**TASK TO CARRY OUT:**
Copy the data from the start through the line containing "1,1 -> 369,84", replacing "hill ridge" with "mountain ridge" and keeping everything else the same.

**INPUT FOR THIS TASK:**

══════

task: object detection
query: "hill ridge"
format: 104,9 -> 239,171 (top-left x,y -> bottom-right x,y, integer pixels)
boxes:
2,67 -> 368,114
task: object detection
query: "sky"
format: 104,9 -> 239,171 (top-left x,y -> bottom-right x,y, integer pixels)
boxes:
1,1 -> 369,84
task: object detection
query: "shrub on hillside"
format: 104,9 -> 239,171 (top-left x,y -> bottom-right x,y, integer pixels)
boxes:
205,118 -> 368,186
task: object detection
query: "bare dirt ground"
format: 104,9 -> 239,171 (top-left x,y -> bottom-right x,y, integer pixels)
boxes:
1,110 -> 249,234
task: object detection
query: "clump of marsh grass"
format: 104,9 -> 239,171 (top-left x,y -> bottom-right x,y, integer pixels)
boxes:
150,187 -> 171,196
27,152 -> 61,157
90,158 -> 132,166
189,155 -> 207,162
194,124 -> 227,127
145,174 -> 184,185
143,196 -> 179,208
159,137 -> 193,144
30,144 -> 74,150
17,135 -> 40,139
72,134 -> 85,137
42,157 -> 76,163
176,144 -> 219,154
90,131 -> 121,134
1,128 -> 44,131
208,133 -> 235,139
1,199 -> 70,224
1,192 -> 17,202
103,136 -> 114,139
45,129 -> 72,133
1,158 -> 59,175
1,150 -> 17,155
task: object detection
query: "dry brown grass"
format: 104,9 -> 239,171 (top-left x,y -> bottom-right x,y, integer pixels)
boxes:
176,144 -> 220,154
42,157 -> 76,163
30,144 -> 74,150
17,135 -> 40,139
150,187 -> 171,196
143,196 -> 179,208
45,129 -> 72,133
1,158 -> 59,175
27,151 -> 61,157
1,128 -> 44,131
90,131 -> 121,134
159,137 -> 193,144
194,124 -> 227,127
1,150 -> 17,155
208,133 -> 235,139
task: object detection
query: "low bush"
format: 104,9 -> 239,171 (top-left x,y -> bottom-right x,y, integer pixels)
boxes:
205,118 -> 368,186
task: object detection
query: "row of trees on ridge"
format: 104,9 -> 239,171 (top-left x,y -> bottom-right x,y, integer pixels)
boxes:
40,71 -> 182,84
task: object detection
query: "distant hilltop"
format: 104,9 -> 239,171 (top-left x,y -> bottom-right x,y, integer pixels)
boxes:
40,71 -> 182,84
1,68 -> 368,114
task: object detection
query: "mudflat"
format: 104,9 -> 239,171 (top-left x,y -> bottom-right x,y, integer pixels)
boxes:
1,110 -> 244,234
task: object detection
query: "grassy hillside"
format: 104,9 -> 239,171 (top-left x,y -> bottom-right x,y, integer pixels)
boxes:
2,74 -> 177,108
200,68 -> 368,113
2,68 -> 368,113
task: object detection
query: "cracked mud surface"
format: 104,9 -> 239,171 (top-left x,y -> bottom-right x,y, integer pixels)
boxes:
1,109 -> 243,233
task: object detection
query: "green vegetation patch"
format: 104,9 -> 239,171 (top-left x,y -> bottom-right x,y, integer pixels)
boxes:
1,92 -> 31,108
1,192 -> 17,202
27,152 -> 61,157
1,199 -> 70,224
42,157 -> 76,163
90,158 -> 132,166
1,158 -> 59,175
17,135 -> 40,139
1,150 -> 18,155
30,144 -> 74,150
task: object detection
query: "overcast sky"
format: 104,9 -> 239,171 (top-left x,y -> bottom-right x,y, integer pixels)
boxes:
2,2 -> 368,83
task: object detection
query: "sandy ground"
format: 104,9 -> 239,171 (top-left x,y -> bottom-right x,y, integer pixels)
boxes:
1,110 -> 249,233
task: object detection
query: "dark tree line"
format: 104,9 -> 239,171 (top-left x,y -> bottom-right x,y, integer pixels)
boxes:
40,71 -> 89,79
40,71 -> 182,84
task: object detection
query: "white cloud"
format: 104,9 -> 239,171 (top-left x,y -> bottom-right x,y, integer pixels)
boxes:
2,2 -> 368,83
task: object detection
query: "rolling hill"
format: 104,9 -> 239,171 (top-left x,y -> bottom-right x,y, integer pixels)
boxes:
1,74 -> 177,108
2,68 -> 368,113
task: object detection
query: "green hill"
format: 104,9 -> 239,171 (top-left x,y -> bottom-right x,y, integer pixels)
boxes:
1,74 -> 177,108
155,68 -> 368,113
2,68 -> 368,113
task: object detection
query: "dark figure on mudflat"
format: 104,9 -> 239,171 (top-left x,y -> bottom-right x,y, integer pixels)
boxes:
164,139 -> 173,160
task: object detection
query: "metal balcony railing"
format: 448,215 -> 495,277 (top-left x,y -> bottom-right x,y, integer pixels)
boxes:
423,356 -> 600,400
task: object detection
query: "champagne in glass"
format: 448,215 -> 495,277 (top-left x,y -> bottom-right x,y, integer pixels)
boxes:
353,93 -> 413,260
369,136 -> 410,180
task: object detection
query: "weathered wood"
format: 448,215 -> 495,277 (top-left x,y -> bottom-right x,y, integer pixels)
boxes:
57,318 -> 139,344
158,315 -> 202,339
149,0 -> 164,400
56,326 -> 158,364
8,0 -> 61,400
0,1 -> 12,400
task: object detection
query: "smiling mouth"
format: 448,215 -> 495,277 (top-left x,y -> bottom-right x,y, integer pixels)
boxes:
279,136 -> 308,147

══════

**ANSWER TO THIS TASK:**
task: object detection
query: "mountain ridge"
format: 104,9 -> 239,171 (top-left x,y -> bottom-right x,y, integer pixels)
boxes:
2,67 -> 368,114
task: object detection
query: "sky"
format: 104,9 -> 239,171 (top-left x,y -> bottom-right x,y, integer pixels)
boxes:
1,1 -> 369,84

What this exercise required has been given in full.